#### Фрагмент источника:
* * *

Памфлет «Что такое уния» является серьезным научным исследованием. Анализ источников, которые изучал Галан, свидетельствует о необыкновенно большой и кропотливой работе, проведенной писателем. Документы, использованные им в главах «Первые предатели», «Голос православных», «Брест», «Террор», «Униатский святой», «Путь мученичества народа», говорят о глубинном знакомстве Ярослава Александровича с исторической литературой. Здесь использовано сочинение М. Кояловича 1850 года «Литовская церковная уния» и изданные в 1889 году «Записки о Московской войне» Гейденштейна, где Галан почерпнул ряд сведений о князе Острожском, протестовавшем против заключения унии, и «Акты, относящиеся к истории Западной России», напечатанные в середине прошлого века. На документах последнего источника в значительной степени построена глава «Брест». Из IV тома «Актов» взято, в частности, воззвание православного духовенства, присутствовавшего в Бресте и призвавшего мирян не подчиняться епископам-униатам. В главах «Террор» и «Униатский святой» использованы, как правило, книги середины и конца прошлого века — работа А. Демьяновича «Иезуиты в Западной России», «Витебская старина» А. Сапунова, «Иосафат Кунцевич — полоцкий униатский архиепископ», «Описание документов архива западнорусских униатских митрополитов» и другие. Мы не говорим уже о материалах архивов.

Современному, особенно молодому, читателю может показаться странным, как это у Галана — воинствующего атеиста, в памфлете «Довольно!» и «Что такое уния» критикуемой греко-католической, униатской церкви как бы противопоставляется церковь православная и особо подчеркиваются заслуги борцов с униатством «за веру прадедов — православие». Все это было связано у Галана с задачей развенчать господствующую униатскую религию и поддержать движение миллионов верующих Западной Украины за разрыв унии с Ватиканом и возвращение в лоно православной церкви, которая благодаря исторически сложившимся обстоятельствам трехвековой политической борьбы в Галиции носила прогрессивный характер в том смысле, что православие означало единение с русским народом, а униатство — разрыв с ним.

Униатская церковь сделала все, чтобы крестом и ножом расчистить путь к власти лютым врагам украинского народа — буржуазным националистам, чтобы оуновские бандиты получили возможность осуществить свои кровавые планы. Во всех преступлениях желтоблакитной своры прямое участие принимало униатское духовенство.

И тех и других породило и поддержало тупое, «воспитанное на немецких подачках» (Галан) западноукраинское кулачество. Писатель вел терпеливую разъяснительную работу с верующими трудящимися. Там, где реакция, враги народа использовали религию для антинародной, преступной деятельности, он, как и все коммунисты, решительно выступал против такой религии.

* * *

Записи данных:
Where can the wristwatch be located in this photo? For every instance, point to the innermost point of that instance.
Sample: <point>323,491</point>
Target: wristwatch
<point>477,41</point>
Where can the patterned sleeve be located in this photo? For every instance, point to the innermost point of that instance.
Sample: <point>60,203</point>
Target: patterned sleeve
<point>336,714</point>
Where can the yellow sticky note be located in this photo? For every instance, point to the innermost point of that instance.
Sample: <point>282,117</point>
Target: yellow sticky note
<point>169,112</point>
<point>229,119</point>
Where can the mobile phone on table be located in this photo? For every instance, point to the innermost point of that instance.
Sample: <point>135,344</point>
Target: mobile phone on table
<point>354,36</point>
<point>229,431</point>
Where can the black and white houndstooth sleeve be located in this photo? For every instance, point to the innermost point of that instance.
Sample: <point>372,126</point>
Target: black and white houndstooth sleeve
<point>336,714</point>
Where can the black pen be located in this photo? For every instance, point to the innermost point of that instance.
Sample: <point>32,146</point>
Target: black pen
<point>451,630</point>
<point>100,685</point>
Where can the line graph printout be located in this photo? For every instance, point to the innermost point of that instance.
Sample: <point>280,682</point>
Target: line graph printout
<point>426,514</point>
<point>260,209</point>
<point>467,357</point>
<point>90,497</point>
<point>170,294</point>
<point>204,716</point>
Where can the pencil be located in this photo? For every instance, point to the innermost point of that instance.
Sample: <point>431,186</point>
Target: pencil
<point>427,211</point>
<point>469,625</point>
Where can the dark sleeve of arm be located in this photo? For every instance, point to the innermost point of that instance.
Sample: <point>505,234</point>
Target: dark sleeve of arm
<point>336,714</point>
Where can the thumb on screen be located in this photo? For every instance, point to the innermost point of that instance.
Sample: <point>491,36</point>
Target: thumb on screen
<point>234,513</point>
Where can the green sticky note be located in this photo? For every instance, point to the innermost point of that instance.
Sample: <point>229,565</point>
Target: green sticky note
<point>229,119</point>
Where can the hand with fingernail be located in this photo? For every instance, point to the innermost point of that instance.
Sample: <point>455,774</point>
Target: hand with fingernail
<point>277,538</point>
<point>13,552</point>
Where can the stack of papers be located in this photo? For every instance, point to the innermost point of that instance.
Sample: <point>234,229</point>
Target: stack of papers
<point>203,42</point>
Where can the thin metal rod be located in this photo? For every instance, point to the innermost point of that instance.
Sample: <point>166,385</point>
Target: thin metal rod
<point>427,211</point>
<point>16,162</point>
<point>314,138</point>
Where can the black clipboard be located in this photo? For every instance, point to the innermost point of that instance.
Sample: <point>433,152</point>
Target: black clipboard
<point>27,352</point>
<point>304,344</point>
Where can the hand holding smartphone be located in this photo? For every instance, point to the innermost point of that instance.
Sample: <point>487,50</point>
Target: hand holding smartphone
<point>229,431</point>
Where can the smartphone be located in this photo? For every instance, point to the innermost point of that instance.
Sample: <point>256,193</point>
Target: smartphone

* * *

#### Задание:
Переведите на английский язык предложение из отрывка о памфлетах Галана: «Памфлет «Что такое уния» является серьезным научным исследованием». Записи взяты из другого источника.

#### Ответ к заданию:
The pamphlet "What Is the Union" is a serious scholarly study.